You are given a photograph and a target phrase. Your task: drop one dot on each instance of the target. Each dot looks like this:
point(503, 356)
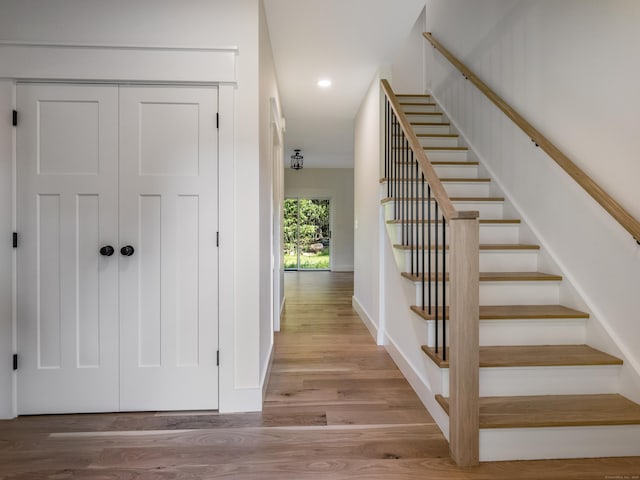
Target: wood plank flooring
point(336, 408)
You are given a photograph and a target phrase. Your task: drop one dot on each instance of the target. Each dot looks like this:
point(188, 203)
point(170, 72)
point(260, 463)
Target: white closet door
point(67, 210)
point(169, 215)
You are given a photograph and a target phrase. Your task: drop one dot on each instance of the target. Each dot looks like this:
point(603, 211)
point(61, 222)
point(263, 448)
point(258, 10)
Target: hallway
point(336, 408)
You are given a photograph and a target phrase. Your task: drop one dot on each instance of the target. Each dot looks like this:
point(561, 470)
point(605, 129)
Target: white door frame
point(34, 62)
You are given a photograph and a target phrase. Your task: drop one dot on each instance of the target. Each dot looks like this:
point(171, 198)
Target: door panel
point(108, 165)
point(67, 208)
point(168, 288)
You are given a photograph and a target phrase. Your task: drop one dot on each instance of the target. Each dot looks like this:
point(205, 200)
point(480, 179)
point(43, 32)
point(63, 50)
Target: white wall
point(569, 67)
point(367, 172)
point(337, 184)
point(407, 68)
point(269, 96)
point(201, 23)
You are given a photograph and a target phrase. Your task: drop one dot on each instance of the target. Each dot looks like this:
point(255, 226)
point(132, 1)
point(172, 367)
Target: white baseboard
point(365, 317)
point(342, 268)
point(266, 374)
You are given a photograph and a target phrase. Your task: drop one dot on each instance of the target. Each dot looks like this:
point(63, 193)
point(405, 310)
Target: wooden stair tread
point(483, 221)
point(456, 163)
point(534, 356)
point(453, 199)
point(444, 180)
point(416, 104)
point(462, 149)
point(496, 277)
point(437, 135)
point(512, 312)
point(483, 246)
point(554, 411)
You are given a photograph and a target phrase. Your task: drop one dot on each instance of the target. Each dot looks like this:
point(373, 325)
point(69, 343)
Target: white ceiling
point(344, 40)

☆ ☆ ☆ ☆

### INSTRUCTIONS FOR THE TASK
Across all the lines above, repeat the wording exactly and omit the pictures.

### YOUR RESPONSE
You are given a photograph and a target phrase. Your task: drop one dot on each instance of the target. Each dot looks like this:
point(503, 356)
Target: wood plank flooring
point(336, 408)
You are given a photograph and a target phrase. Your task: drop one dot on each instance of the target. Each dot looks like this:
point(188, 203)
point(170, 72)
point(260, 463)
Target: white closet door
point(67, 210)
point(169, 215)
You are given a photograph and a target phrase. Your task: drop one dot on each instance of the target. Each dot looks like this:
point(603, 211)
point(61, 222)
point(263, 448)
point(258, 10)
Target: hallway
point(336, 408)
You are given a photograph and a target phrase. Your task: drop one dot on each instance of the target. Each dot looks like this:
point(561, 470)
point(605, 129)
Target: white door frame
point(34, 62)
You are given a photograph and a target phrase. Your task: drop one dot on each instance of the target. Each dot looks like this:
point(171, 198)
Target: door panel
point(108, 165)
point(67, 208)
point(168, 288)
You are given a photograph and a target phrase. Your task: drop one dot on each instance of the target. Each dot looks like this:
point(205, 200)
point(480, 179)
point(43, 32)
point(63, 50)
Target: white wall
point(569, 67)
point(367, 172)
point(337, 184)
point(407, 68)
point(269, 96)
point(201, 23)
You are given a photograph and a target phrase. Your task: drop one dot on each instance of the target. Each dot looks like this:
point(255, 226)
point(132, 1)
point(172, 367)
Target: white baseboard
point(365, 317)
point(342, 268)
point(266, 374)
You are given a photograph and a target phrase. Your task: drop one dot on each instance of the target. Each dot looks like this:
point(63, 193)
point(405, 310)
Target: wooden stair tread
point(483, 221)
point(456, 163)
point(534, 356)
point(453, 199)
point(444, 180)
point(416, 104)
point(462, 149)
point(496, 277)
point(437, 135)
point(512, 312)
point(483, 246)
point(554, 411)
You are given a photograph and a target phrase. Your task: drop one dot on each instance of the target. Each dot looks like this:
point(373, 325)
point(69, 343)
Target: white ceiling
point(344, 40)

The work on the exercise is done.